> _Problem to work on_
Can you render every row below as a numbered list, leaving out any blank lines?
****************************************
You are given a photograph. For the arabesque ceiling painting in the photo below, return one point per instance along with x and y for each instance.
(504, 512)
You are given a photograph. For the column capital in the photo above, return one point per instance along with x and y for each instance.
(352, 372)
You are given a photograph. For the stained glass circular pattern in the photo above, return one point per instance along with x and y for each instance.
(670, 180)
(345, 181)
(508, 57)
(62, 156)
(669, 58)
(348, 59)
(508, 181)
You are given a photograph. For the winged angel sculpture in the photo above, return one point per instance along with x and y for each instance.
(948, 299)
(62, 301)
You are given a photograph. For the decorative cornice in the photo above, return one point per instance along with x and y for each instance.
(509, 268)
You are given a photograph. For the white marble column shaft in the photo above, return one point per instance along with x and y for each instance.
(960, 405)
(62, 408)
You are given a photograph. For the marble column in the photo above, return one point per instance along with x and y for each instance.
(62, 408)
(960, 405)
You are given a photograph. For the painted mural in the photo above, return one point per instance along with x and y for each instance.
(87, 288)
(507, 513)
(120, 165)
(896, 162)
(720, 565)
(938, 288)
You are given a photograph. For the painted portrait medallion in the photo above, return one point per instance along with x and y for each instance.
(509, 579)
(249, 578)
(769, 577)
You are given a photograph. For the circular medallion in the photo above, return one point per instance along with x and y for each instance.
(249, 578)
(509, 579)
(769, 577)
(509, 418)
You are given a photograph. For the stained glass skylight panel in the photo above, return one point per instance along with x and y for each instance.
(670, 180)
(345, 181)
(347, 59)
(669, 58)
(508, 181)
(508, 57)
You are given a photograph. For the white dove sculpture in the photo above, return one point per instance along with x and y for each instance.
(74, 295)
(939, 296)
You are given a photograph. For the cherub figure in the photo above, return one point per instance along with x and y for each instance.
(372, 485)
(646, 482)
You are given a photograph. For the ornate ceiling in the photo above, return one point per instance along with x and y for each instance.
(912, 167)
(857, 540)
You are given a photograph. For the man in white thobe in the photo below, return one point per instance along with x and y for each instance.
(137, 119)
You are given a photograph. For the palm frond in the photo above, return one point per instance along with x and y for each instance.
****************************************
> _Written response_
1. You are given a photograph. For the arabesque ceiling painting in the photo below, return one point per instance along with x and y for each instance.
2. (504, 512)
3. You are given a photograph. For the column capital in the photo above, return one point per instance along with x and y for each instance.
4. (352, 372)
5. You are given a photograph. For the stained glass circular pattern in the photo above, return one point per instance along with x and y for each instance.
6. (670, 180)
7. (345, 181)
8. (508, 57)
9. (62, 156)
10. (669, 58)
11. (348, 59)
12. (508, 181)
13. You are given a photograph. For the winged angel sculpture in the photo above, return one point per instance along with x and y for each instance.
14. (948, 299)
15. (62, 301)
16. You are given a photograph. For the decorative cornice in the photo above, return one point per instance along with x and y for each instance.
17. (509, 268)
18. You are given a photograph. For the white marble column shaft in the photo above, return one point per instance along with x and y for each instance.
19. (960, 405)
20. (62, 408)
21. You are given a photograph. For the marble column in the photo above, return one point per instance along with x and y for each instance.
22. (62, 408)
23. (960, 405)
24. You are given a photograph. For the painted mural in the photo above, return one point per instance along with x and y for each instance.
25. (87, 288)
26. (507, 513)
27. (120, 165)
28. (896, 162)
29. (720, 565)
30. (938, 288)
31. You are given a photograph. For the painted portrait medallion in the photo above, return one point per instance along with x and y for each instance.
32. (509, 579)
33. (249, 578)
34. (769, 577)
35. You are given a photograph. For the circular medallion in the photo above, return one point per instance along with x and y for each instance.
36. (249, 578)
37. (509, 579)
38. (769, 577)
39. (509, 418)
40. You are given a photograph. For the stained glass skylight panel in the photo above, return one point per instance along with x and y for each instance.
41. (670, 180)
42. (345, 181)
43. (347, 59)
44. (669, 58)
45. (508, 181)
46. (508, 57)
47. You are given a photograph. For the white dove sculpture in the photo above, return one point per instance along with x and y for each instance.
48. (74, 295)
49. (939, 296)
50. You are given a photograph. For the cherub figure in the photo above, return one point per instance along with x and y for each instance.
51. (372, 485)
52. (646, 482)
53. You are given a photograph. For the ornate ceiling in the photo above, return one point per instance along with x and y for each instance.
54. (912, 167)
55. (857, 540)
56. You are given a photograph. For the man in white thobe in the photo below, return one point per instance along with x and y for each instance.
57. (137, 119)
58. You are given a photograph. For the palm frond in the photo above, return one point per instance along with x and y for each instance.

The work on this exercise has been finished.